# Ford 5000 Steering Column



## PMTECH (Jan 3, 2007)

I have ford 5000. Have disassembled and reassembled steering column down to and including the 28 ball bearing in the nut assembly. I did not go further. When I put the column back together the very first time I turned the wheel to the right it goes all the way as it should. When I turn back to the left the steering wheel stops at a little past neutral towards the left. I can turn to the right and back to neutral easily with no problem. I have removed and reinstalled according to the manual 3 times. I am at my wits end.The original reason for disassembly was to replce seal that was allowing fluid to pass through the column and out near the steering wheel. Needless to say I didn't need to go quite as far as I did but it was workin ok prior to disassembly and reassembly except for the leak. Leak is fixed but won't turn to left. HELP!!!!


----------



## TSC (Sep 15, 2020)

I have the same issue and was wondering if you ever managed to figure out what the issue was?


----------



## HarveyW (Sep 15, 2014)

Howdy TSC, welcome to the tractor forum.

You have the same issue?? Did you disassemble and reassemble the steering column down to and including the big ball bearings in the nut assembly?? I suspect that PMTEC disrupted the steering gear timing completely. 

Regardless, you need to get a shop/service manual for your tractor, remove the steering gearbox, open the box and set the steering gear timing per the manual, and reassemble.


----------



## Gramps (Sep 15, 2020)

New to the forum, will be rebuilding or replacing Ford Steering Assembly. Looking for info.


----------



## Ultradog (Feb 27, 2005)

You fellas need to tell us what style of steering box you have.
Old style 5000 PS was a manual box and the hydraulic assist was done in the bolster under the radiator.
New style 5000 PS used an integral PS system where the power was applied in the steering box.


----------



## Gramps (Sep 15, 2020)

Have a Ford 3000 backhoe, shaft snapped out of the right side of the steering assembly. Manual steer.


----------



## Ultradog (Feb 27, 2005)

A 3000 steering system is very different from a 5000 one.
Best to start a new thread rather than piggyback on a thread fror an unrelated machine.
You going to fix it?
You didn't ask any questions so we don't know your intent.
Those manual steering boxes are very, very simple mechanisms and to install a new sector shaft is pretty easy.
If you plan to fix it yourself, you will want to buy a manual - if you don't have one, so you can "time" the sector shafts properly and adjust the gears properly.


----------



## Gramps (Sep 15, 2020)

Ultradog said:


> A 3000 steering system is very different from a 5000 one.
> Best to start a new thread rather than piggyback on a thread fror an unrelated machine.
> You going to fix it?
> You didn't ask any questions so we don't know your intent.
> ...


I'm going to fix it, thanks for the advise.


----------



## Jessy Few (May 22, 2020)

Gramps said:


> I'm going to fix it, thanks for the advise.


Any luck? I did the same thing. Rebuilt the steering column it is hard to steer left to right. And right to left.


----------



## Jessy Few (May 22, 2020)

Well today I went out tore it down and re installed everything. Couldn’t find anything wrong but it still has not power steering assist to the right. Only the left. It is a 1974 ford 5000


----------

● ● ●

### Request a
In the listing, replace "on one line" with "on a single line" in the lines between the line holding "of the black" and the line holding "[[406, 162], [505, 199], [222, 180], [25, 363], [244, 366]]", inclusive. Leave everything else unchanged and return only those lines.

● ● ●

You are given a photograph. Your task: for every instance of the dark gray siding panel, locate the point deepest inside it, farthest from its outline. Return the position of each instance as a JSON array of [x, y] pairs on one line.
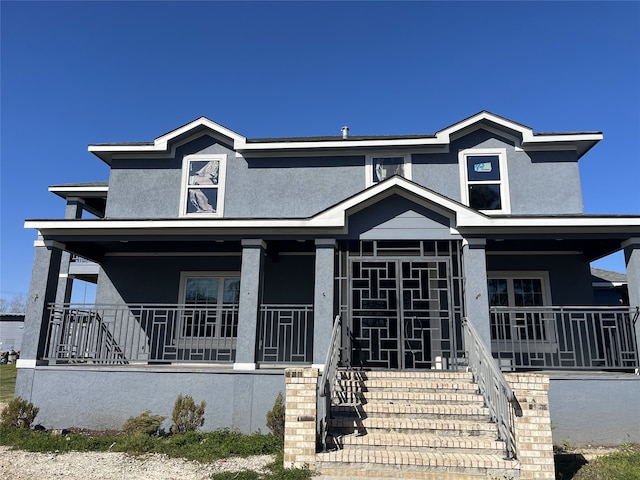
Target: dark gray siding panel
[[153, 279]]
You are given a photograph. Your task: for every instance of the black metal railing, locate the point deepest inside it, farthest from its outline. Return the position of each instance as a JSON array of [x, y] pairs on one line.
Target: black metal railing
[[564, 337], [285, 334], [120, 334], [498, 396], [327, 382]]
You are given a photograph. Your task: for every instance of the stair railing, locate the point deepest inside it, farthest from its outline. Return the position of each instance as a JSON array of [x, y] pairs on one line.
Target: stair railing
[[497, 394], [326, 386]]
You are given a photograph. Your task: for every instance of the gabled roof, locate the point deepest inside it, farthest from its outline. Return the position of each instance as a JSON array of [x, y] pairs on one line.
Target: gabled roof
[[523, 136]]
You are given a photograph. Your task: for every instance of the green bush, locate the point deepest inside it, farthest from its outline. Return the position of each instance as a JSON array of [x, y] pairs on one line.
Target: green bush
[[275, 417], [144, 423], [187, 416], [18, 414]]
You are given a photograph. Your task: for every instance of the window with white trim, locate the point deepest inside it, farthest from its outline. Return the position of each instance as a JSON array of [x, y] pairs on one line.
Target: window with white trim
[[381, 167], [484, 182], [203, 181], [211, 302], [518, 289]]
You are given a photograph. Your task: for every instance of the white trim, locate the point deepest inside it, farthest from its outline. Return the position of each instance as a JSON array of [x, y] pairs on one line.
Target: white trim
[[406, 162], [505, 199], [222, 180], [25, 363], [244, 366]]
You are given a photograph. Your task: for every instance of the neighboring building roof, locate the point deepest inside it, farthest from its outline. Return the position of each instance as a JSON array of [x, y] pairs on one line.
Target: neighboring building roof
[[608, 277], [523, 137]]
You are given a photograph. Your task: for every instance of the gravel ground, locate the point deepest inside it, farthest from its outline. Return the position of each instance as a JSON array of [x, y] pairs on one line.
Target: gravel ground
[[19, 465]]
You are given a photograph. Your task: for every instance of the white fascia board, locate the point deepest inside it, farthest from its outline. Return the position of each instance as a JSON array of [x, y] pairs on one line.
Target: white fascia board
[[161, 144], [79, 189], [242, 146]]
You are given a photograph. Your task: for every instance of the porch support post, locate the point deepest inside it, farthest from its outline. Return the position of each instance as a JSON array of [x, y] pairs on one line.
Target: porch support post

● ● ●

### Request b
Output the passage of the Ford 5000 steering column thread between "If you plan" and "the gears properly.", inclusive.

### Exercise solution a
You are given a photograph. Your task: for every instance of the black metal railing, locate the point deepest inside it, farthest from its outline. Return the position of each instance as a JSON array of [x, y] pairs on a single line.
Target: black metal railing
[[564, 337], [285, 334], [120, 334], [498, 396], [327, 382]]
You are given a photograph. Your task: for every instance of the stair railing, locate the point deepest inside it, farthest from its outline. Return the position of each instance as a JSON array of [x, y] pairs on a single line.
Target: stair railing
[[497, 394], [326, 386]]
You are given a photograph. Your task: for every instance of the gabled roof, locate the point deepest inside it, farthest from its outline. Return the position of each instance as a JSON array of [x, y] pairs on a single line.
Target: gabled roof
[[523, 136]]
You are given a photograph. Your task: for every instance of the green bush, locate the point deepest inside it, farthest from its outline. Return the position of each instance as a JSON array of [x, y] pairs on a single line.
Target: green bush
[[275, 417], [144, 423], [187, 416], [18, 414]]
You are given a photograph. Your task: for every instance of the window with white trim, locate the point deepest inside it, farthest from its outline. Return the position of each instance as a JSON array of [x, y] pairs on a single line.
Target: window with white trim
[[381, 167], [484, 182], [203, 181], [211, 302], [518, 289]]
You are given a photograph. Your task: for every instance of the white trim, locate the point deepest inside it, farthest from its outline. Return the position of each instance as a JSON array of [x, y] pairs on a single line.
Target: white trim
[[406, 162], [505, 199], [222, 180], [25, 363], [244, 366]]

### Exercise solution b
If you plan to fix it yourself, you will want to buy a manual - if you don't have one, so you can "time" the sector shafts properly and adjust the gears properly.